TASKS FOR THIS EXERCISE:
1 - Determine whether each statement agrees with the Shoe Carnival results summary, answering yes or no and quoting the deciding words of the summary: (a) Comparable store sales include stores open for 13 full months before the period begins. (b) Net sales grew 13.1% over the prior year. (c) Buying, distribution and occupancy costs rose as a percentage of sales.
2 - Condense the paragraph of the Shoe Carnival results summary that begins "During the first quarter of fiscal 2010, earnings per diluted share" into a shorter version that keeps its main facts.
3 - From the Shoe Carnival results summary, reproduce the passage between "Results of Operations Summary" and "comparable store sales.", inclusive.

ARTICLE:

Results of Operations Summary Information
 
Number of Stores Store Square Footage
Beginning End of Net End Comparable
Quarter Ended   Of Period      Opened      Closed      Period      Change      of Period      Store Sales
May 1, 2010 311      3       3   311   2,000 3,374,000 13.1 %
                                 
May 2, 2009 304 10 1 313 78,000 3,413,000 (0.3 )%

Comparable store sales for the periods indicated include stores that have been open for 13 full months prior to the beginning of the period, including those stores that have been relocated or remodeled. Therefore, stores opened or closed during the periods indicated are not included in comparable store sales.
 
The following table sets forth our results of operations expressed as a percentage of net sales for the periods indicated:
 
Thirteen Thirteen
Weeks Ended Weeks Ended
May 1, 2010      May 2, 2009
Net sales 100.0 % 100.0 %
Cost of sales (including buying,  
       distribution and occupancy costs) 68.7 72.1
Gross profit 31.3 27.9
Selling, general and  
       administrative expenses 23.4 24.0  
Operating income 7.9   3.9
Interest (income) expense, net 0.0 0.0
Income before income taxes 7.9 3.9
Income tax expense 3.0 1.4
Net income 4.9 % 2.5 %

Executive Summary for First Quarter Ended May 1, 2010
 
During the first quarter of fiscal 2010, earnings per diluted share increased 118% to an all-time Company record of $0.72. For the first quarter of fiscal 2009, we reported earnings of $0.33 per diluted share. This increase in earnings per share resulted from a combination of top-line sales growth, gross profit margin improvement and our continued control of operating expenses.
  • Net sales increased $22.2 million to $189.5 million, a 13.3% increase over the prior year.
     
  • During the first quarter of fiscal 2010, our comparable store sales increased 13.1%, which represents the highest quarterly comparable store sales growth achieved in the history of Shoe Carnival. Our sales gains were largely driven by an increase in the number of footwear units sold as the consumer responded favorably to our assortment of footwear. We also raised our average price through an increase in the sale of higher priced footwear and by operating in a less promotional selling environment than during the comparable prior year period.
     
  • Our gross profit margin increased to 31.3% from 27.9% in the first quarter of fiscal 2009. Significantly reduced promotional activity combined with strong sales of athletic and toning footwear as compared to the prior year resulted in our merchandise margin increasing 2.2%. Buying, distribution and occupancy costs decreased 1.2%, as a percentage of sales, due to the leveraging effect of higher sales.
     
  • Selling, general and administrative expenditures remained well controlled and decreased 0.6% as a percentage of sales as compared to the first quarter of fiscal 2009.

SUPPLIED ENTRIES:
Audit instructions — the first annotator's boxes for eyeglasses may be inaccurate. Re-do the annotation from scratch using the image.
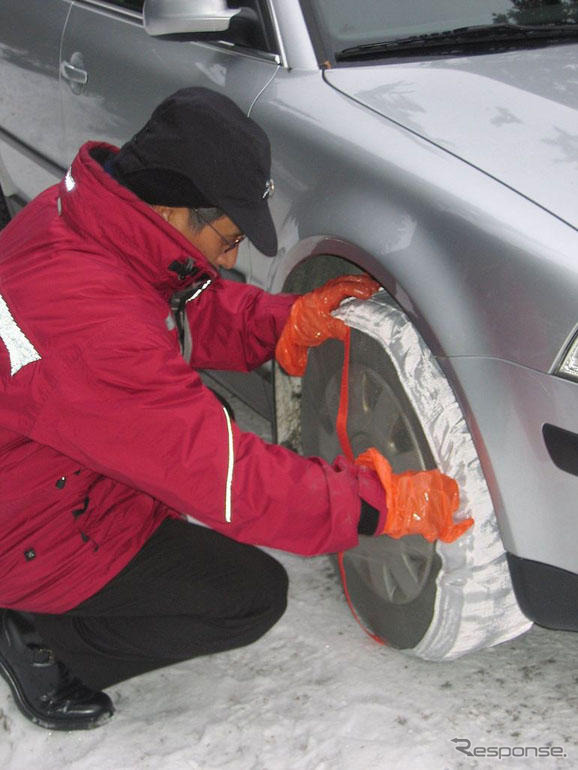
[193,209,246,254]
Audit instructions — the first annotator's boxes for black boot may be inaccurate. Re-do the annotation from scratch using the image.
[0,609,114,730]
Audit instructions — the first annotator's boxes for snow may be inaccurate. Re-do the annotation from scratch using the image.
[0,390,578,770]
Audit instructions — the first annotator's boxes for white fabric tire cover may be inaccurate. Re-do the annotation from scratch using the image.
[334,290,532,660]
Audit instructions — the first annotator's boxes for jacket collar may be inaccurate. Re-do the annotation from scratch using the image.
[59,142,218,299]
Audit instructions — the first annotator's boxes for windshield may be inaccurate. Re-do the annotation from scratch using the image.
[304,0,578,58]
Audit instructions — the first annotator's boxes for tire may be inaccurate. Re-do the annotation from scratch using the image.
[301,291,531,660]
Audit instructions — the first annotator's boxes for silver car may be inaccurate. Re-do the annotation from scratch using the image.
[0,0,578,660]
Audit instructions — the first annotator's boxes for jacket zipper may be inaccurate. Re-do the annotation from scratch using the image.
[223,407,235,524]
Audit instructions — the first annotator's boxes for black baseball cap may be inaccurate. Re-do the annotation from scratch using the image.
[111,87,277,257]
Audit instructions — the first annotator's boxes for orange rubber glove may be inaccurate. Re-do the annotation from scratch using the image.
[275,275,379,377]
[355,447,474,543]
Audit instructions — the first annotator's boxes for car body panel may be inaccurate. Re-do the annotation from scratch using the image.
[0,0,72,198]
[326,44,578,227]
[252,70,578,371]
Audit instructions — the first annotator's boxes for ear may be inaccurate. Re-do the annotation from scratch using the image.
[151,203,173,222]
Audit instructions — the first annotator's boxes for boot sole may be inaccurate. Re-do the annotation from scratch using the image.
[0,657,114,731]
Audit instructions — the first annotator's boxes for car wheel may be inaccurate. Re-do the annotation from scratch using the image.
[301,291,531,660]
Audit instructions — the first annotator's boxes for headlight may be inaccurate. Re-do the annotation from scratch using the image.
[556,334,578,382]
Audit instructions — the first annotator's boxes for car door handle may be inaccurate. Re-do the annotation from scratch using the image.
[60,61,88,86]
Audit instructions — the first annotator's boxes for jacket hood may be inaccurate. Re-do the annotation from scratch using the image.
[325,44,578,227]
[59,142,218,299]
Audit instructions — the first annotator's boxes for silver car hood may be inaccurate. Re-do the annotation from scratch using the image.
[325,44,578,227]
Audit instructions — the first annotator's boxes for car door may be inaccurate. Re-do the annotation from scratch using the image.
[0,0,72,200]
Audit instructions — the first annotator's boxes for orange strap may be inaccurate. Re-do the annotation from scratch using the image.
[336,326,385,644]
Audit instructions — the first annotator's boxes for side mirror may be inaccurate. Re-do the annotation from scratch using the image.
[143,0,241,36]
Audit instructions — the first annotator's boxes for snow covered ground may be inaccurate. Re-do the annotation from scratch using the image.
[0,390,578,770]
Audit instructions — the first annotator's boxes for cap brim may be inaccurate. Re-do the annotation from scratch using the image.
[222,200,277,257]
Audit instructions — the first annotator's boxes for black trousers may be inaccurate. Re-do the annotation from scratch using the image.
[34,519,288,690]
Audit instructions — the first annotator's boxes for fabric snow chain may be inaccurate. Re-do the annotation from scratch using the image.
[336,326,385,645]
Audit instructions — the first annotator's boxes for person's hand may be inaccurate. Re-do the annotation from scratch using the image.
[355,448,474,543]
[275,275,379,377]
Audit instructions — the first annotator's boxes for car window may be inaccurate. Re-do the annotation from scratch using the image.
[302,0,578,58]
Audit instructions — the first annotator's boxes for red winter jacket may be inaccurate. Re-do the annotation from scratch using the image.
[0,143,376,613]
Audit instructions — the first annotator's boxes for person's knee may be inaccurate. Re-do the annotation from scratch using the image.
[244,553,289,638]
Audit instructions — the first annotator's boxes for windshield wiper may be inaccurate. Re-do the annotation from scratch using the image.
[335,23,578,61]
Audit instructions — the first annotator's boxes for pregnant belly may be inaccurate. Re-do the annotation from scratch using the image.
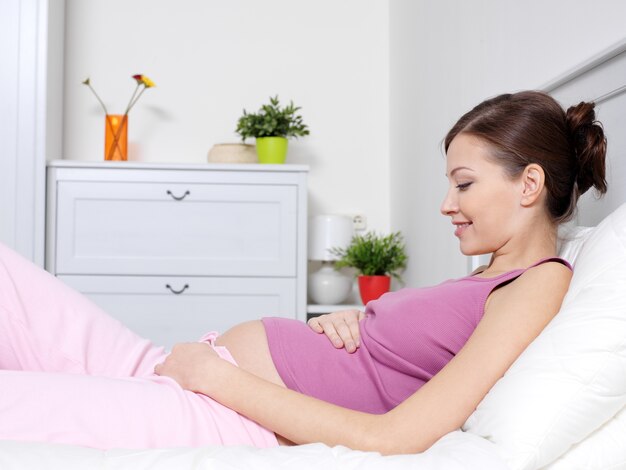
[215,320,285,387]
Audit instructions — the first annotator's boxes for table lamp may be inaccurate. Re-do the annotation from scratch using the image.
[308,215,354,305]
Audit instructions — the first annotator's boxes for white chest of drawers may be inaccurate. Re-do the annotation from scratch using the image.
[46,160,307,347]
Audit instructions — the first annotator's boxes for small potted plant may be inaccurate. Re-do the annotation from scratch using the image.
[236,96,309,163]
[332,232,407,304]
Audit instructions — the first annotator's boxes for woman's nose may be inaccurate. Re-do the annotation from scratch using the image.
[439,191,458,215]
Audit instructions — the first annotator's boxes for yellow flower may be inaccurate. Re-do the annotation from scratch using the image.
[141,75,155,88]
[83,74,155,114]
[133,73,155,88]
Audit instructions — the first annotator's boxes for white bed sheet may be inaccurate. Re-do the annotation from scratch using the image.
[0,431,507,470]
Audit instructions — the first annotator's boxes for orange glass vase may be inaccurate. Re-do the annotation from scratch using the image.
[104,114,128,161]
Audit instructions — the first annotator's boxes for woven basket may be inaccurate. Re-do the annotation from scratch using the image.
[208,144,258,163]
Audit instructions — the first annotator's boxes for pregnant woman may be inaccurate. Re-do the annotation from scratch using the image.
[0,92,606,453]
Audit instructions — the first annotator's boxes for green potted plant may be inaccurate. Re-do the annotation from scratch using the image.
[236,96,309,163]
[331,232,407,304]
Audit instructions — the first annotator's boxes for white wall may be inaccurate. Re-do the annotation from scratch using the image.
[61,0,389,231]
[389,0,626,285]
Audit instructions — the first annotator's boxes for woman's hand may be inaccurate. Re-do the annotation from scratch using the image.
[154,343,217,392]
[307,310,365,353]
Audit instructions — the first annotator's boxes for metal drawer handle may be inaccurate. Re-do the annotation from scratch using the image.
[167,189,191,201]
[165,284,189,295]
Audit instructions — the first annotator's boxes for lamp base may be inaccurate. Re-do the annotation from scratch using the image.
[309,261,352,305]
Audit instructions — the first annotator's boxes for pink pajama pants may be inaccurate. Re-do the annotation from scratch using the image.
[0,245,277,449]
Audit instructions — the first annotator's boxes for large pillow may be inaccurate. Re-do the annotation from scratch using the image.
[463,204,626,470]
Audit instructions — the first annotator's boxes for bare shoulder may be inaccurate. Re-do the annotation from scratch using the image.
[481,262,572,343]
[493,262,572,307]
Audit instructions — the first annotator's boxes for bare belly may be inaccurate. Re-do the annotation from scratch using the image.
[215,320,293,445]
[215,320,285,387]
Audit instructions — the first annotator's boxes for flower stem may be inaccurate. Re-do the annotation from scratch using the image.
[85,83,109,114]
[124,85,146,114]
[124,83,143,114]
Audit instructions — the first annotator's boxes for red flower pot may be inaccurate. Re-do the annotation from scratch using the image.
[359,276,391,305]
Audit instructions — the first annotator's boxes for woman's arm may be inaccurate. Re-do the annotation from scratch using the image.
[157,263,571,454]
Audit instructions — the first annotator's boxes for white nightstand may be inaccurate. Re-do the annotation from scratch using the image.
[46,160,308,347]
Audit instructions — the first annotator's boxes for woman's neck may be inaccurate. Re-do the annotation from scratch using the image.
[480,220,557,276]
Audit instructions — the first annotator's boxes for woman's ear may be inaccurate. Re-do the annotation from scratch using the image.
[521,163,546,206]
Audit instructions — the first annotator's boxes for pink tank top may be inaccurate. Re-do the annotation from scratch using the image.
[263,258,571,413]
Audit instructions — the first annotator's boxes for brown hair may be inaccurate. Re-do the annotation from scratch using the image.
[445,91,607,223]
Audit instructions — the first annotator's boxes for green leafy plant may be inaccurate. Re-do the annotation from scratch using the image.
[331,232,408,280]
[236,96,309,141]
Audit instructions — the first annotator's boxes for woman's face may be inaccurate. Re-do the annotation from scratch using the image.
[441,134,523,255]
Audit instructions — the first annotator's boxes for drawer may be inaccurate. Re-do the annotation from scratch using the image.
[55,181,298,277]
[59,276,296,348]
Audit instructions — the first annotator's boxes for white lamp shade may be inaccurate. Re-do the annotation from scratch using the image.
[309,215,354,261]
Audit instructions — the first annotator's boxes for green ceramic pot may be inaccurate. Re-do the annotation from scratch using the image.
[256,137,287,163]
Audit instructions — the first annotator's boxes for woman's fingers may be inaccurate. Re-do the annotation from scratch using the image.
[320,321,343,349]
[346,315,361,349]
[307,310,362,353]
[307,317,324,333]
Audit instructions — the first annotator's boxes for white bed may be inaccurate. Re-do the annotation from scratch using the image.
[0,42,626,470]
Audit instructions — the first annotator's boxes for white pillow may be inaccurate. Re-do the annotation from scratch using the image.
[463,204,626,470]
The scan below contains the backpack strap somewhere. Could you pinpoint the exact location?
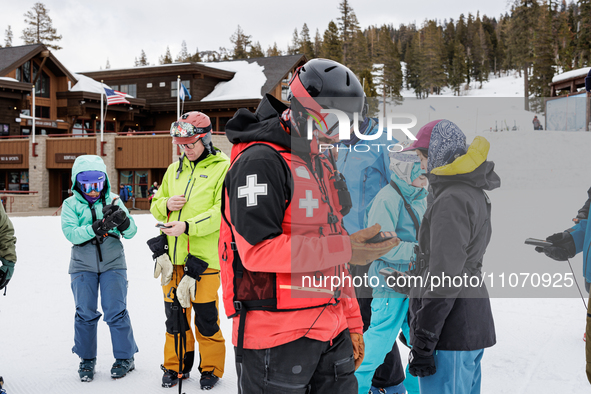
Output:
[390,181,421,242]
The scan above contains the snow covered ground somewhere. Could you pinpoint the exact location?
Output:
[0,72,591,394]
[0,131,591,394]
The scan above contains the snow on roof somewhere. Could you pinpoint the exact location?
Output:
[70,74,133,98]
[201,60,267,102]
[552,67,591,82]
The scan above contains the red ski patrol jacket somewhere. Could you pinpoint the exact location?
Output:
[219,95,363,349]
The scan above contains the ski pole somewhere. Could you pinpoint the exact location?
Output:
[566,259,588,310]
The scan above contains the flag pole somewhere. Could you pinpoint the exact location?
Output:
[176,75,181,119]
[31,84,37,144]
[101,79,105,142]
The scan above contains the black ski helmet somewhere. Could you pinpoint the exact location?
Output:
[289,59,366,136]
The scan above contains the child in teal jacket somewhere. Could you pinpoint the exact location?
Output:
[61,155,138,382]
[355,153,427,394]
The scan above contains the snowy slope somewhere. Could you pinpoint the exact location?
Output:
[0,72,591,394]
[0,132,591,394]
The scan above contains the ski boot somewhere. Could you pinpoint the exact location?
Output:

ANSWERS FOR THIS EXERCISE:
1 -
(a) Yes: "include stores that have been open for 13 full months prior to the beginning of the period"
(b) No: "Net sales increased $22.2 million to $189.5 million, a 13.3% increase over the prior year."
(c) No: "Buying, distribution and occupancy costs decreased 1.2%, as a percentage of sales, due to the leveraging effect of higher sales."

2 - In the first quarter of fiscal 2010, diluted earnings per share rose 118% to a Company record of $0.72, up from $0.33 in the first quarter of fiscal 2009. The gain came from sales growth, a better gross profit margin and continued control of operating expenses.

3 -
Results of Operations Summary Information
 
Number of Stores Store Square Footage
Beginning End of Net End Comparable
Quarter Ended   Of Period      Opened      Closed      Period      Change      of Period      Store Sales
May 1, 2010 311      3       3   311   2,000 3,374,000 13.1 %
                                 
May 2, 2009 304 10 1 313 78,000 3,413,000 (0.3 )%

Comparable store sales for the periods indicated include stores that have been open for 13 full months prior to the beginning of the period, including those stores that have been relocated or remodeled. Therefore, stores opened or closed during the periods indicated are not included in comparable store sales.